_What you should do_
Carry on the review of My Dinner with Andre, picking up after its last paragraph.

_Excerpt provided_
- - -

Director: Louis Malle
Cast: Andre Benjamin, Wallace Shawn, Jean Lenauer, Roy Butler

(US DVD: 16 Jun 2009)

Louis Malle hit the ground running his first time out of the gate, directorially-speaking, as an outspoken critic of the bourgeoisie with such provocative films as Elevator to the Gallows and The Lovers. Through his decades-spanning career, he continued to touch on issues of class disparity with interesting takes on poverty and socio-economic mores with films such as Pretty BabyAtlantic City, and even his more slick early ‘90s offering Damage. My Dinner with Andre is a different kind of directorial vision from Malle, yet is a film that firmly remains true to his critical spirit.


Found bereft and weeping on the street after hearing Ingrid Bergman’s line in Autumn Sonata (“I could always live inside my art but not my life”), Andre bumps into a mutual acquaintance of his and Wally’s before the film begins, and the men schedule a meet up for the titular meal at a high-end eatery. This is not simply a film of two men talking for hours, as it can often be reduced to – it is a grand, intimate philosophical dissection of love, art, creative freedom and self-importance, and the time flies listening in, voyeuristically, as this intimacy is exchanged between these two multitasking storytellers.


Wally (Wallace Shawn) wonders if his friend Andre (Andre Gregory) is happy with his life, and points out that most people don’t have the kind of privileges the theater impresario has been able to enjoy. After all, Andre has frolicked in the Polish forest with an experimental theater troupe in the moonlight, and has given his body and soul over to discovering his process—a luxury afforded to him by his financial autonomy. Shawn, a struggling poet-actor-writer, is keen to point out, perhaps acting as a surrogate for Malle, that these kind of lofty activities are generally not what real people have in mind when they think of “art”.

- - -

_Information shown_
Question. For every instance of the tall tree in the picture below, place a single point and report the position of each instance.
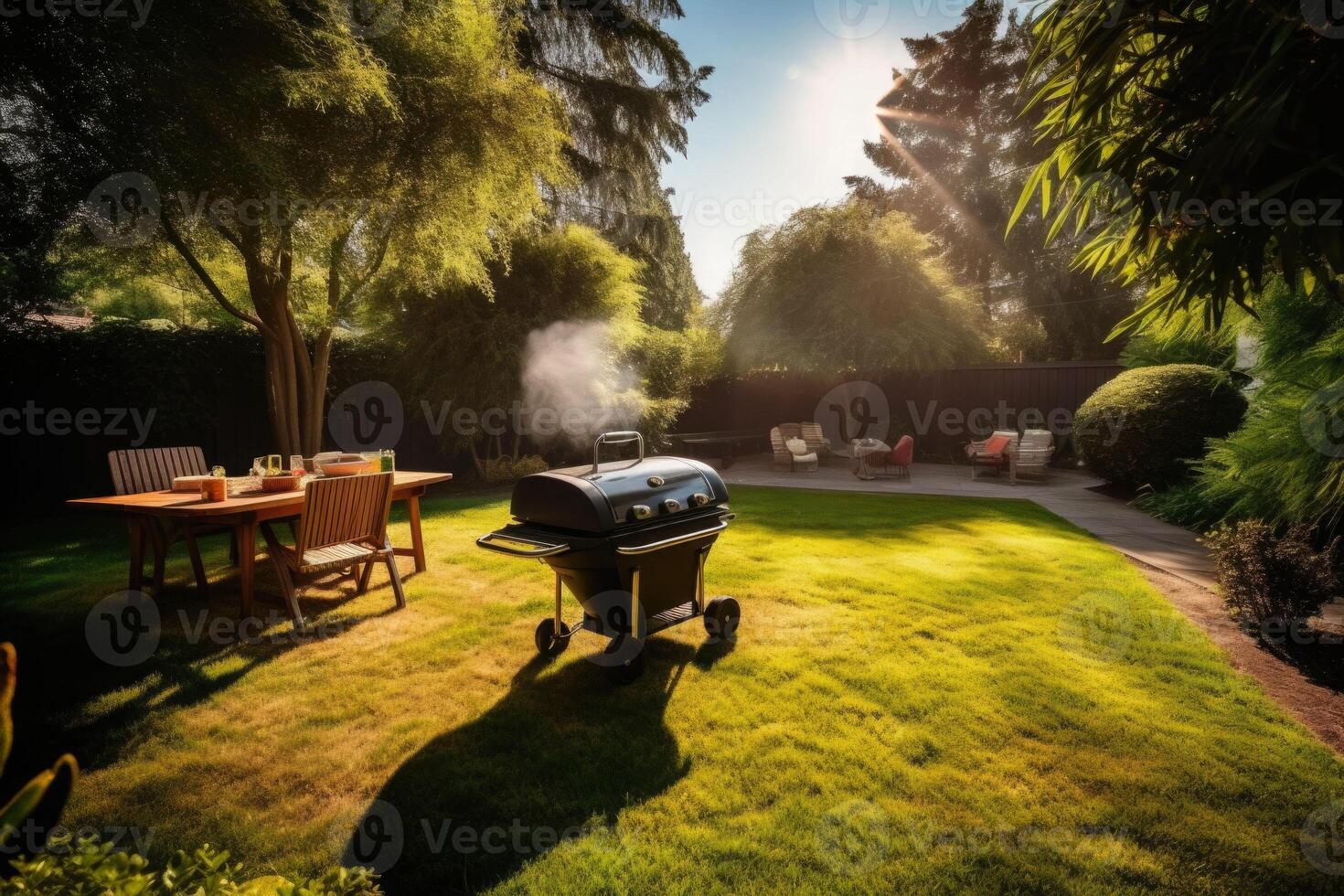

- - -

_Exercise result_
“Art”, Wally (Shawn) reasons isn’t something that will pay the bills. Perhaps it will satisfy the soul, but his friend Andre (Gregory), a kind of globe-trotting, theater world bon vivant would beg to differ, as he is apparently independently wealthy and can afford the quirky opportunities that come his way. “You need to cut out the noise,” says Andre, in order to achieve artistic nirvana. Wally, ever the devil’s advocate, says that without the “noise” he would be lost.


Gregory and Shawn penned this eloquent conversation and starred as the characters based on themselves, so that they so effortlessly slip into the roles is hardly a surprise – though both men, on the disc’s excellent extras interviews, talk about the difficulty in performing the piece for film. They knew “Wally” and “Andre” on many planes of existence, yet Malle challenged them to uncover the unforeseen truths of the script, taking them outside of their comfort zones, effectively killing the idea that they are just “playing themselves”. Their back and forth provides a look into how different approaches to the artistic process can converge into a virtual waterfall of results when the current is swift enough.


In the hour-long, Criterion-exclusive extras, writer-director Noah Baumbach nestles into the catbird seat and actually sits down with both Gregory and Shawn (separately) for a kind of follow-up to the film, to assess their experiences of working with the late Malle. Gregory says that he had no clue as to “what director would want to watch two completely unknown people talk for two hours”, and jokes that he and Shawn bandied about names such as Akira Kurosawa in their fantasies of who would helm the project in its early stages.


He goes on to explain that Malle called him “sobbing” on the phone extolling the virtues of the “beautiful script”. He thought someone was pulling his leg. Malle humbly offered to direct, or at least produce. He was so passionate about the content of Gregory and Shawn’s experimental script that he had to be involved somehow.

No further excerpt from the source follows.